Direction:
Reproduce everything from the line containing "task: segment every instance of the green" down to the line containing "110 64 L 106", swapping "green bush" for "shrub" and leaving all else unchanged.

(Excerpts from segmentation records)

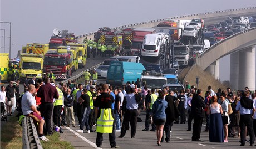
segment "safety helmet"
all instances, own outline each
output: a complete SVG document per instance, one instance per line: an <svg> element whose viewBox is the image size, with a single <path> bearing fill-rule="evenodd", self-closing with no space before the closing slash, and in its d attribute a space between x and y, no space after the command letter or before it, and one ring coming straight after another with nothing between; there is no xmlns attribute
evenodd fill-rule
<svg viewBox="0 0 256 149"><path fill-rule="evenodd" d="M54 128L54 130L55 131L55 132L60 132L60 127L56 126Z"/></svg>
<svg viewBox="0 0 256 149"><path fill-rule="evenodd" d="M64 131L63 131L62 128L60 127L60 133L64 133Z"/></svg>

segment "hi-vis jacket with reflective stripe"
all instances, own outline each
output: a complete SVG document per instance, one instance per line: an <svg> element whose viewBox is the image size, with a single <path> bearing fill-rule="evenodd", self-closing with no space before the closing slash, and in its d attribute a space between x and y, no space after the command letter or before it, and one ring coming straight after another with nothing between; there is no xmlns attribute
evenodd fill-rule
<svg viewBox="0 0 256 149"><path fill-rule="evenodd" d="M112 133L114 118L111 109L100 109L100 116L97 120L96 132L100 133Z"/></svg>
<svg viewBox="0 0 256 149"><path fill-rule="evenodd" d="M149 107L149 108L150 109L152 109L153 104L155 101L156 101L156 99L157 99L157 96L155 94L152 94L151 95L150 95L150 96L151 97L151 102L150 103L150 106Z"/></svg>

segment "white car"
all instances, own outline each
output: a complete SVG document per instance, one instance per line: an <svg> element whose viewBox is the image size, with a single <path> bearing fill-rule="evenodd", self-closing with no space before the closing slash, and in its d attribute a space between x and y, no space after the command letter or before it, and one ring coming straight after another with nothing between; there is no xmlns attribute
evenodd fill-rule
<svg viewBox="0 0 256 149"><path fill-rule="evenodd" d="M162 37L156 34L149 34L144 37L141 55L157 57L161 50Z"/></svg>
<svg viewBox="0 0 256 149"><path fill-rule="evenodd" d="M194 26L196 27L196 29L199 31L201 27L201 23L198 22L190 22L189 24L189 26Z"/></svg>
<svg viewBox="0 0 256 149"><path fill-rule="evenodd" d="M183 36L191 36L196 37L198 36L198 30L195 26L188 26L184 27L182 32Z"/></svg>

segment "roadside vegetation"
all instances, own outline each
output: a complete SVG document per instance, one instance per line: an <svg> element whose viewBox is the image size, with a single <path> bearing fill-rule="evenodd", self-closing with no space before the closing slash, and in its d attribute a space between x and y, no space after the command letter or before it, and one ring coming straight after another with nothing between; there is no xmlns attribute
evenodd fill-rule
<svg viewBox="0 0 256 149"><path fill-rule="evenodd" d="M7 122L1 122L0 148L22 148L22 127L18 124L17 117L8 118ZM50 141L41 141L44 149L74 148L70 142L62 140L57 132L46 137Z"/></svg>
<svg viewBox="0 0 256 149"><path fill-rule="evenodd" d="M228 86L216 80L210 73L203 71L201 68L195 65L192 67L184 68L179 74L179 80L183 84L183 80L186 75L185 81L187 81L190 85L194 85L196 87L196 78L199 77L199 84L198 88L201 89L204 92L208 90L208 86L211 86L211 89L215 92L218 91L219 88L222 90L226 90ZM185 87L185 86L184 86Z"/></svg>

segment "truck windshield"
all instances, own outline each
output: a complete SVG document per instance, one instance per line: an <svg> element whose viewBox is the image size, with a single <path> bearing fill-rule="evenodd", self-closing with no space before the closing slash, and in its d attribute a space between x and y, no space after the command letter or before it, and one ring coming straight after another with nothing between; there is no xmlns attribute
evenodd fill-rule
<svg viewBox="0 0 256 149"><path fill-rule="evenodd" d="M185 55L188 54L188 47L174 47L174 55Z"/></svg>
<svg viewBox="0 0 256 149"><path fill-rule="evenodd" d="M158 79L157 78L142 78L141 82L146 82L147 88L161 89L163 85L166 83L165 79Z"/></svg>
<svg viewBox="0 0 256 149"><path fill-rule="evenodd" d="M131 43L131 48L134 49L141 49L142 47L142 42L132 42Z"/></svg>
<svg viewBox="0 0 256 149"><path fill-rule="evenodd" d="M41 69L41 64L40 63L37 63L37 62L23 61L22 63L22 69L40 70Z"/></svg>
<svg viewBox="0 0 256 149"><path fill-rule="evenodd" d="M154 50L156 49L156 46L155 45L144 45L144 47L143 47L143 49L145 50Z"/></svg>
<svg viewBox="0 0 256 149"><path fill-rule="evenodd" d="M44 65L53 66L65 66L66 65L66 60L65 58L45 58Z"/></svg>
<svg viewBox="0 0 256 149"><path fill-rule="evenodd" d="M178 84L178 80L176 78L167 78L167 84Z"/></svg>
<svg viewBox="0 0 256 149"><path fill-rule="evenodd" d="M82 54L82 51L78 51L78 56L79 56L79 57L82 56L83 55L82 54Z"/></svg>

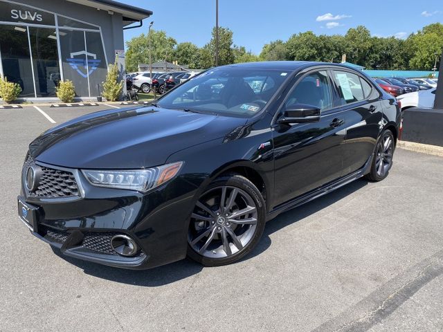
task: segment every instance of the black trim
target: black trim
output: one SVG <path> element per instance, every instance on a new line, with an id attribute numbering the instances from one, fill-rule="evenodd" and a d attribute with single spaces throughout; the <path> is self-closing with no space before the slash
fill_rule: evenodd
<path id="1" fill-rule="evenodd" d="M 336 189 L 361 178 L 365 174 L 368 174 L 368 169 L 370 169 L 373 156 L 374 153 L 371 154 L 371 156 L 369 157 L 369 159 L 366 161 L 363 167 L 354 173 L 351 173 L 350 174 L 343 176 L 338 180 L 327 183 L 319 188 L 315 189 L 307 194 L 298 197 L 296 197 L 288 202 L 277 205 L 272 210 L 268 212 L 266 215 L 266 221 L 269 221 L 276 217 L 280 213 L 293 209 L 298 206 L 302 205 L 306 203 L 310 202 L 311 201 L 325 195 L 326 194 L 329 194 Z"/>

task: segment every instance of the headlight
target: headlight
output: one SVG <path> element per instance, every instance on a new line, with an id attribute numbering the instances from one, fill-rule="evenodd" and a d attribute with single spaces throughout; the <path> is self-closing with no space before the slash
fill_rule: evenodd
<path id="1" fill-rule="evenodd" d="M 180 161 L 146 169 L 83 169 L 82 172 L 93 185 L 147 192 L 171 180 L 182 165 L 183 162 Z"/>

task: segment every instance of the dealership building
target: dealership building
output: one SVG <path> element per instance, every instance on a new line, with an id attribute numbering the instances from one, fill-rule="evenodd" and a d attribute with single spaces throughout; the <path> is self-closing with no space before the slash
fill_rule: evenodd
<path id="1" fill-rule="evenodd" d="M 98 96 L 109 64 L 124 71 L 123 30 L 152 14 L 111 0 L 0 0 L 0 74 L 24 99 L 55 98 L 66 80 Z"/>

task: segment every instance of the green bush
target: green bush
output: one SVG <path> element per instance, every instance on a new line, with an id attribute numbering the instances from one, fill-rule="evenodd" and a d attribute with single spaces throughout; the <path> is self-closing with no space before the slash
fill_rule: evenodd
<path id="1" fill-rule="evenodd" d="M 8 82 L 8 78 L 0 79 L 0 95 L 6 104 L 10 104 L 19 96 L 21 88 L 17 83 Z"/>
<path id="2" fill-rule="evenodd" d="M 75 89 L 72 81 L 60 81 L 57 87 L 57 97 L 63 102 L 72 102 L 75 95 Z"/>
<path id="3" fill-rule="evenodd" d="M 110 64 L 106 80 L 102 82 L 103 97 L 109 102 L 115 102 L 120 97 L 123 89 L 123 81 L 118 82 L 118 66 L 117 59 L 114 64 Z"/>

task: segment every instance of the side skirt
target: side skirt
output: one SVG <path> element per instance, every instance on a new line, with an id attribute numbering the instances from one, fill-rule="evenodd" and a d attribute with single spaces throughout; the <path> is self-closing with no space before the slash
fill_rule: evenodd
<path id="1" fill-rule="evenodd" d="M 372 154 L 368 161 L 366 161 L 364 166 L 354 173 L 351 173 L 350 174 L 343 176 L 335 181 L 330 182 L 323 187 L 314 190 L 307 194 L 299 196 L 298 197 L 296 197 L 287 203 L 284 203 L 283 204 L 276 206 L 273 210 L 268 212 L 266 215 L 266 221 L 275 218 L 280 213 L 293 209 L 298 206 L 302 205 L 305 203 L 310 202 L 318 197 L 321 197 L 326 194 L 329 194 L 343 185 L 346 185 L 348 183 L 364 176 L 370 169 L 373 158 L 374 154 Z"/>

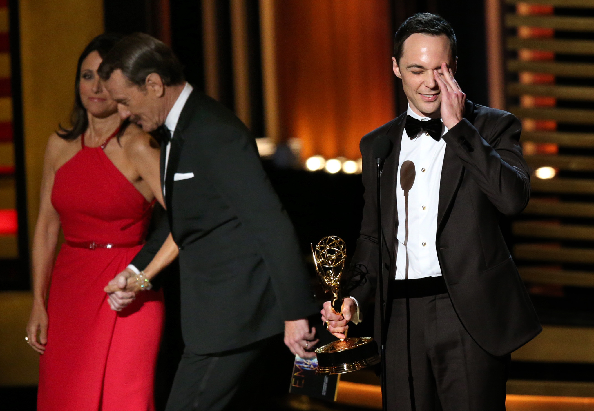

Exercise result:
task: segment every instance of the shrub
target: shrub
output: one SVG <path> element per instance, every instance on a new line, with an id attribute numbering the instances from one, fill-rule="evenodd" and a d attribute with single spaces throughout; the <path> is self-closing with no space before the slash
fill_rule: evenodd
<path id="1" fill-rule="evenodd" d="M 8 82 L 8 78 L 0 79 L 0 95 L 6 104 L 10 104 L 19 96 L 21 88 L 17 83 Z"/>
<path id="2" fill-rule="evenodd" d="M 75 89 L 72 81 L 60 81 L 57 87 L 57 97 L 63 102 L 72 102 L 75 95 Z"/>
<path id="3" fill-rule="evenodd" d="M 110 64 L 106 80 L 102 82 L 103 97 L 109 102 L 115 102 L 120 97 L 123 89 L 123 81 L 118 82 L 118 66 L 117 59 L 114 64 Z"/>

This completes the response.